**SUPPLIED DATA**
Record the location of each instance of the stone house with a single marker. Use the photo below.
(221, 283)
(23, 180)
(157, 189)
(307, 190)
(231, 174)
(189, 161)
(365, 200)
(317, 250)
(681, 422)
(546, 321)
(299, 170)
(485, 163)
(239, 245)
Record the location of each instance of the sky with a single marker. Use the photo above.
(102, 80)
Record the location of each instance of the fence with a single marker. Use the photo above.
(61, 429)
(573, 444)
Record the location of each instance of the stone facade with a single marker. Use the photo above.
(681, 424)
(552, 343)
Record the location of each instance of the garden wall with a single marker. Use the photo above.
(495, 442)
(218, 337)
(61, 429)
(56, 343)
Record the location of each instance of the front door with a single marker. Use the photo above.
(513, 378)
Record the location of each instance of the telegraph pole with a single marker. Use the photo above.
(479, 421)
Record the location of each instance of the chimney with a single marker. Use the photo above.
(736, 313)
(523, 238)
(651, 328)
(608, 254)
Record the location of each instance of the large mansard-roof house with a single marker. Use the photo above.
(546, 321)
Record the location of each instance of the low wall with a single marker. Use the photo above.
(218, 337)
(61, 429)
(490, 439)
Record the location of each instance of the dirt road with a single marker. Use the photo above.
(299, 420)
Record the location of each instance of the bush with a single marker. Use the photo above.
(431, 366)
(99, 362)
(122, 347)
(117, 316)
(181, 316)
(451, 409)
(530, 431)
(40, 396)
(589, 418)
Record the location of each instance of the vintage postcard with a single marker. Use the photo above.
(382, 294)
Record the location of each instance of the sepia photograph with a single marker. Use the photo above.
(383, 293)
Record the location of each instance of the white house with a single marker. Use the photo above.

**REQUIREMENTS**
Output all of the material exactly as written.

**FULL ANSWER**
Record the location of each instance of the stone house with a single marker. Use the photo below.
(221, 283)
(23, 180)
(157, 189)
(307, 190)
(231, 174)
(189, 161)
(365, 200)
(317, 250)
(681, 422)
(546, 321)
(299, 170)
(485, 163)
(239, 245)
Record the location of each instance of the sky with a single marker. Use the photo above.
(102, 80)
Record the location of each instance of the fence with a single marker. Use the photo above.
(61, 429)
(573, 444)
Record the location of each instance of the stone facade with a single marker. Use the photo above.
(681, 424)
(552, 343)
Record the location of each instance of the garden wall with a single marker. Use the photo above.
(495, 442)
(218, 337)
(61, 429)
(56, 343)
Record the location of each instance of the front door with a single marker. Use the photo above.
(513, 378)
Record the location of each instance of the telegraph pole with a single marker. Use the photo above.
(479, 421)
Record the location of each instance of the chimney with a single marker. Use the photo above.
(736, 313)
(523, 238)
(651, 328)
(608, 254)
Record the location of each instance of the large mansard-roof house with a single marker. Use the photo above.
(546, 321)
Record the location of each instance of the low wall with a single marker. Use the photo above.
(218, 337)
(61, 429)
(490, 439)
Record the location of each instance of the dirt road with a single marker. Use the photo above.
(299, 420)
Record the location of each instance of the bush with a single marker. Use the photo above.
(431, 366)
(99, 362)
(122, 347)
(117, 316)
(181, 316)
(451, 409)
(530, 431)
(40, 396)
(589, 418)
Record the location of each instance of the vintage postcard with a single marker. Use the photo above.
(382, 294)
Record the location of each instance of the sepia photograph with a single marker. Use the photo above.
(383, 293)
Record the location of each instance of the white house with a single marker. Use the photo above.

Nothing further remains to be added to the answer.